Work order =>
Everything from the line with "of the hill" to the end of the data is to be retyped exactly, and nothing else.

Given entries =>
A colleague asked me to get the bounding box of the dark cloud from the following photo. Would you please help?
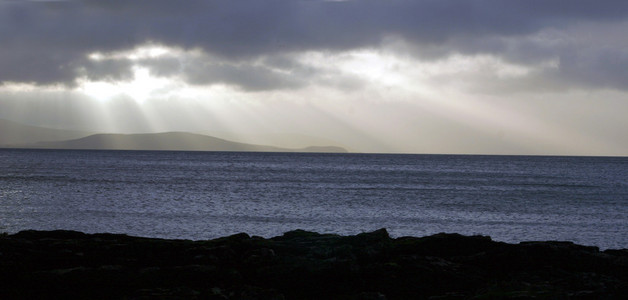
[1,0,627,90]
[133,52,315,91]
[138,57,180,78]
[0,46,78,85]
[551,47,628,91]
[181,57,308,91]
[80,58,134,82]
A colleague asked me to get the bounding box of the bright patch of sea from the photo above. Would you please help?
[1,149,626,249]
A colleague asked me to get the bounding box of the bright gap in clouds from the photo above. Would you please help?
[78,45,180,102]
[77,67,172,103]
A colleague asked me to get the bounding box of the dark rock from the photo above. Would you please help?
[604,248,628,257]
[12,229,88,240]
[0,229,626,299]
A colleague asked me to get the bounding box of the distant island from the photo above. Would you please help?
[0,119,347,153]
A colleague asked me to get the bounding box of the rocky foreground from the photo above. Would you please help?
[1,229,627,299]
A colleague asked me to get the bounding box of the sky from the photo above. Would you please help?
[1,0,627,155]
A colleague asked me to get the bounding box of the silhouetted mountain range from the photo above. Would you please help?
[0,119,347,153]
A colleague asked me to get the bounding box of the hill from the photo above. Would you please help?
[0,119,91,146]
[0,120,347,153]
[27,132,348,153]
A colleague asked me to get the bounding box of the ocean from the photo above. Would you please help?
[1,149,626,249]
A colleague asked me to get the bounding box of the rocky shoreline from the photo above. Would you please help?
[1,229,627,299]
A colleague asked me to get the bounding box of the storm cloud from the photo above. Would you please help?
[2,0,628,91]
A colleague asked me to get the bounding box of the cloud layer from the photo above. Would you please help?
[2,0,628,91]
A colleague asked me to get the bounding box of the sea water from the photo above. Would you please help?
[1,149,627,249]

Solution for this exercise =>
A colleague asked me to get the bounding box of the hill from the photo above. Would you please help?
[0,119,91,146]
[0,120,347,153]
[27,132,348,153]
A colleague asked me to get the bounding box of the ocean from the photo above. Would you please help?
[1,149,626,249]
A colleague asked me to get the bounding box of the rocky shoreline from the photo above. Would you please help?
[1,229,627,299]
A colleague asked me to get the bounding box of the storm cloud from the photo above. Would you please help?
[2,0,628,91]
A colleague asked me to get the bounding box of the cloud layer from the photo above. Would you please help?
[2,0,628,91]
A colleague asked me to get the bounding box of the sea water from the photo above. Would you please help?
[1,149,627,249]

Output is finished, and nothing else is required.